- _TEXTO DE LECTURA_

JUSTICIA. Se ha dicho siempre que más vale un mal acuerdo que un buen pleito, reflejando así la convicción popular de que los tribunales jamás arreglarán lo que los ciudadanos no seamos capaces de arreglar. Pero, al menos en la esfera pública, se está menospreciando esa sabia convicción. Es más, los políticos que nos representan y amplios sectores de la sociedad parecen haber llegado a la convicción contraria: cualquier conflicto, o cualquier situación adversa ha de ser resuelta por jueces y tribunales. Lo que tendría que ser la última razón, el último recurso para resolver (en el sentido de poner fin a una disputa, no en el de dar solución a nada) una situación conflictiva cuando ya no hay otro, ha pasado a ser el primero. Es la llamada judicialización. 
Veamos lo que ha ocurrido con nuestra malhadada pandemia. Apenas pasadas unas semanas de confinamiento empezaron a llegar noticias de querellas presentadas contra las llamadas autoridades sanitarias, de alguna de las cuales se habla mucho estos días. No, no se trata de reclamar reparaciones económicas por el daño soportado por determinados ciudadanos que han sufrido las consecuencias de la falta de previsión en el acopio de equipos de protección o respiradores, de lo que se trata es de encontrar un responsable, un culpable y hacerle pagar con la cárcel, con la inhabilitación, con el descrédito. Vivimos el esplendor del sentido bíblico del castigo. Como si forzosamente cada acción u omisión tuviera que encajar en un tipo penal, el que sea, el que más se ajuste dentro del variadísimo elenco que nos ofrece el Código Penal. Y si no, siempre tenemos ese delito comodín para cualquier autoridad o funcionario público: la prevaricación. 
Porque además el ámbito penal tiene un extra de escándalo, de repercusión mediática, de condena anticipada (que luego haya una absolución es lo de menos y algunos dirán eso tan socorrido de “le han absuelto por falta de pruebas”, o sea: lo ha hecho, por supuesto, pero como no lo pueden probar, el muy pillo se ha librado…). ¿La presunción de inocencia? puro sarcasmo: en nuestra sociedad, y no solo en nuestro país, la presunción es justamente la contraria, y permanece a veces aunque haya absolución, y si no que se lo pregunten a Woody Allen. 
Parece que se ha creado una correlación necesaria entre acción/omisión y castigo. Y esa correlación se da en todos los ámbitos y niveles, pero especialmente en la política. Y lo enturbia todo. Ya no existe eso que se llamaba la responsabilidad política, ni se obtiene satisfacción por una derrota parlamentaria o una pérdida de votantes del partido a quien acusamos, sin matices y totalmente (no sea que nos llamen “maricomplejines” o equidistantes) de todos los males. No, ahora solo importan las condenas penales, y suerte que ya no hay pena de muerte; pero una buena condena penal acaba con cualquiera. Bajo esa exigencia de justicia retributiva (la justicia de la retribución, la de “el que la hace la paga”) subyace una poderosa y embriagadora convicción, la de que cualquier muerte es una anomalía, y por tanto evitable, de modo que una pandemia como la de la Covid-19 es una anomalía previsible y evitable, y de toda anomalía hay un responsable, siempre. Solo hay que buscarlo.

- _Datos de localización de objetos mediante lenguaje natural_
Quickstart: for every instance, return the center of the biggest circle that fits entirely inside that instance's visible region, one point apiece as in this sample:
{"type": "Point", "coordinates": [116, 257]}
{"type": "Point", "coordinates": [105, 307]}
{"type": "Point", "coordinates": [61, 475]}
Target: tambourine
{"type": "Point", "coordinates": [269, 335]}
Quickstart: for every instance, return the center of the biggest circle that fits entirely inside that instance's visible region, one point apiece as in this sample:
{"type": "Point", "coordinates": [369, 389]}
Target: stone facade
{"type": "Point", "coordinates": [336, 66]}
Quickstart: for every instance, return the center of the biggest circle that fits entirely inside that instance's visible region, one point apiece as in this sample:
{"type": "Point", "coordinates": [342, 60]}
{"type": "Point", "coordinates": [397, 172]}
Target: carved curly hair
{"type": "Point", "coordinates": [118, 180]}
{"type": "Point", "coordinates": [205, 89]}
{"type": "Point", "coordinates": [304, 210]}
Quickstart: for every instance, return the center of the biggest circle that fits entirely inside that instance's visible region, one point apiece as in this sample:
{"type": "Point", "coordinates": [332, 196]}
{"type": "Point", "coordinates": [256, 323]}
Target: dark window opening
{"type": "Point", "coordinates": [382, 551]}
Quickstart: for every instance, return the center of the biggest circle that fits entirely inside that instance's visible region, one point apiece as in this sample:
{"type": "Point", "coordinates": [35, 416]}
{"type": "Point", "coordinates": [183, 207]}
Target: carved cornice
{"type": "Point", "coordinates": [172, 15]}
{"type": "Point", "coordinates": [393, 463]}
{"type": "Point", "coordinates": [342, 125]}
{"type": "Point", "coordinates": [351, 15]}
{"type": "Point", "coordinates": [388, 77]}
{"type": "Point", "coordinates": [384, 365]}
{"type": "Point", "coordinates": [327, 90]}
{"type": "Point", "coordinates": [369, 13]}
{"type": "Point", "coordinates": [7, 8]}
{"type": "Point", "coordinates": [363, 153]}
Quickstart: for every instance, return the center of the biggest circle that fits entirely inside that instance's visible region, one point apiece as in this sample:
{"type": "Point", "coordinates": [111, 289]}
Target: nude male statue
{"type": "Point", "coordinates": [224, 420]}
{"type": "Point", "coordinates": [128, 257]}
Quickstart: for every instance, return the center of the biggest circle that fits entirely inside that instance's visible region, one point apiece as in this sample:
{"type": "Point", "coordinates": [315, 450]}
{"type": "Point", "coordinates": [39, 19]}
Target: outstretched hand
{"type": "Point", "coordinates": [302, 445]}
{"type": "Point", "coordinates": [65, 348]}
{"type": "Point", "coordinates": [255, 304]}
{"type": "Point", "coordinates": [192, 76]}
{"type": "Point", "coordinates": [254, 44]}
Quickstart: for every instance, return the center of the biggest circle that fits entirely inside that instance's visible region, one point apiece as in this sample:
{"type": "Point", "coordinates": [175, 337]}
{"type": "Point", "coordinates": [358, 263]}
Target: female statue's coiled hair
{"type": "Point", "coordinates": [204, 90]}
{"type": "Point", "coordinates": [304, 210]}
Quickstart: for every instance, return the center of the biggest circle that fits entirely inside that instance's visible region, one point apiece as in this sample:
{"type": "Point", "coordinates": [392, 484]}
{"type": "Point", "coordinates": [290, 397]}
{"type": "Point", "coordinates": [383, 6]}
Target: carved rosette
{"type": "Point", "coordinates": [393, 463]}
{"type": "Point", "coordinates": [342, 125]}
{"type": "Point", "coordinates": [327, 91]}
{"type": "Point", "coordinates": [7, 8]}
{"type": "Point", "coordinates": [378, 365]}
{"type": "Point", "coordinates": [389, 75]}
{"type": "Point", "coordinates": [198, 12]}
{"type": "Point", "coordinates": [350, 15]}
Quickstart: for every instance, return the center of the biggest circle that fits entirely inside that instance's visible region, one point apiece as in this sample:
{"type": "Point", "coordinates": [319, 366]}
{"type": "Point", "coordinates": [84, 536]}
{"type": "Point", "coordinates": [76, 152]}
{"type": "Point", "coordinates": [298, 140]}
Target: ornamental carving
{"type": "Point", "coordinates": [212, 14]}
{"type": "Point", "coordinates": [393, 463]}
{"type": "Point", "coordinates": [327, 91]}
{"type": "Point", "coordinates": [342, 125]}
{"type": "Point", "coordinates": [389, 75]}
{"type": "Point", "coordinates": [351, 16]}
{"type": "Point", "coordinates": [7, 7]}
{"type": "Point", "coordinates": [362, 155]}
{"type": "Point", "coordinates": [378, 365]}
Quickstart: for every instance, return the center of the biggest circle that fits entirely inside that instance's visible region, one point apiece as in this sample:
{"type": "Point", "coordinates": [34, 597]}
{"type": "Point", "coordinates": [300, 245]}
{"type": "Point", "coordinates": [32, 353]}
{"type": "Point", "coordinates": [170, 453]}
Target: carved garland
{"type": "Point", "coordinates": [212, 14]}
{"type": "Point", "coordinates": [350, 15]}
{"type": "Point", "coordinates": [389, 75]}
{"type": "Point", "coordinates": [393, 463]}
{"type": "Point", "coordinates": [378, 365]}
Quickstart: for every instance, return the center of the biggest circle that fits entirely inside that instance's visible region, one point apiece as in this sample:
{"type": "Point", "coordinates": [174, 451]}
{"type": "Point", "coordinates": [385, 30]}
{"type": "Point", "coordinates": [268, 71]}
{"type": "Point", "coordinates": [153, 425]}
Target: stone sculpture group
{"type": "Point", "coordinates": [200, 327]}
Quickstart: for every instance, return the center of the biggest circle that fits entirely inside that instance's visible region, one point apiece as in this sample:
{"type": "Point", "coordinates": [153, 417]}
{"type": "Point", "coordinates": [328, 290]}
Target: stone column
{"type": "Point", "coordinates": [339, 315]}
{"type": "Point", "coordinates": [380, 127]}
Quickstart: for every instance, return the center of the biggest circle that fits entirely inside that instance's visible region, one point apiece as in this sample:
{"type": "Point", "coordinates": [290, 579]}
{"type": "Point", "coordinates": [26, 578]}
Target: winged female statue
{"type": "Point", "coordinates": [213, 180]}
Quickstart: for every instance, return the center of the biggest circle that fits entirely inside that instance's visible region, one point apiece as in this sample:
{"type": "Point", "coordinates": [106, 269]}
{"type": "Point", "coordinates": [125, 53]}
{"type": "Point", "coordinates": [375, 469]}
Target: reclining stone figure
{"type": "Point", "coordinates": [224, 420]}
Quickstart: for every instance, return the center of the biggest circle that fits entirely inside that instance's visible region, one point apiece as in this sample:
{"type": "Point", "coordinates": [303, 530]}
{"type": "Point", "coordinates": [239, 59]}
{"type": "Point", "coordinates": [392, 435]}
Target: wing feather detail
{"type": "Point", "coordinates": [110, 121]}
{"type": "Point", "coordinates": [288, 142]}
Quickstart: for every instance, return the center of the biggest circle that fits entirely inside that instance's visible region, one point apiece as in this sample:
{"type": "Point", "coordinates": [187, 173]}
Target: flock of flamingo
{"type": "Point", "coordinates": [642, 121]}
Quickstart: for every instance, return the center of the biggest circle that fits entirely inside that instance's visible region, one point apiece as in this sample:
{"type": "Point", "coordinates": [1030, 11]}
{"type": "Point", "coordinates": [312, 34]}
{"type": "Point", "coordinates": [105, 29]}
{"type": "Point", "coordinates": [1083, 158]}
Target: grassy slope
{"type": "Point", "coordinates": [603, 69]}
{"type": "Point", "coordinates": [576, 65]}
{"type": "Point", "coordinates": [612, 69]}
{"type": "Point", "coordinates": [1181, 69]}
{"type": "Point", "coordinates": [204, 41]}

- _ENUNCIADO_
Transcriba literalmente el pasaje del texto sobre la judicialización que va desde "JUSTICIA. Se ha" hasta "la llamada judicialización.".

- _SOLUCIÓN PROPUESTA_
JUSTICIA. Se ha dicho siempre que más vale un mal acuerdo que un buen pleito, reflejando así la convicción popular de que los tribunales jamás arreglarán lo que los ciudadanos no seamos capaces de arreglar. Pero, al menos en la esfera pública, se está menospreciando esa sabia convicción. Es más, los políticos que nos representan y amplios sectores de la sociedad parecen haber llegado a la convicción contraria: cualquier conflicto, o cualquier situación adversa ha de ser resuelta por jueces y tribunales. Lo que tendría que ser la última razón, el último recurso para resolver (en el sentido de poner fin a una disputa, no en el de dar solución a nada) una situación conflictiva cuando ya no hay otro, ha pasado a ser el primero. Es la llamada judicialización.